#### Material ####
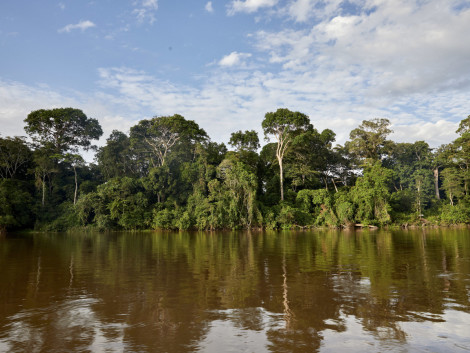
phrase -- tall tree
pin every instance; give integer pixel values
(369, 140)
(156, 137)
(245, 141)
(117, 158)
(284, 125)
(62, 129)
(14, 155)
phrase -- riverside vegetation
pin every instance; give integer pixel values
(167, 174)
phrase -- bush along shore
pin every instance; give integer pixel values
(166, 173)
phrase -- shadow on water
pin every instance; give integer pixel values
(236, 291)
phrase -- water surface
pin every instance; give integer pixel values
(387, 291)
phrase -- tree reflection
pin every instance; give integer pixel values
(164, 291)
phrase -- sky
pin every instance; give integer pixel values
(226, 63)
####
#### Material ####
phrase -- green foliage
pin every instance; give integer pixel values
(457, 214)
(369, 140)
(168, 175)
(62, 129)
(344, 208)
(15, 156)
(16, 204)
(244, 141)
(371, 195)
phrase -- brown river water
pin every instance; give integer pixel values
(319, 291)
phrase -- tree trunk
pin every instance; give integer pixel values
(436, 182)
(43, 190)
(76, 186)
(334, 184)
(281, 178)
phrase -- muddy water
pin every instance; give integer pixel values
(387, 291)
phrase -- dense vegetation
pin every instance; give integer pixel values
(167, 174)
####
## Your task
Show every line above that contains the word "water", copying each one in full. Only matches in the same case count.

## Solved exercise
phrase -- shadow on water
phrase -- water surface
phrase -- brown river water
phrase -- muddy water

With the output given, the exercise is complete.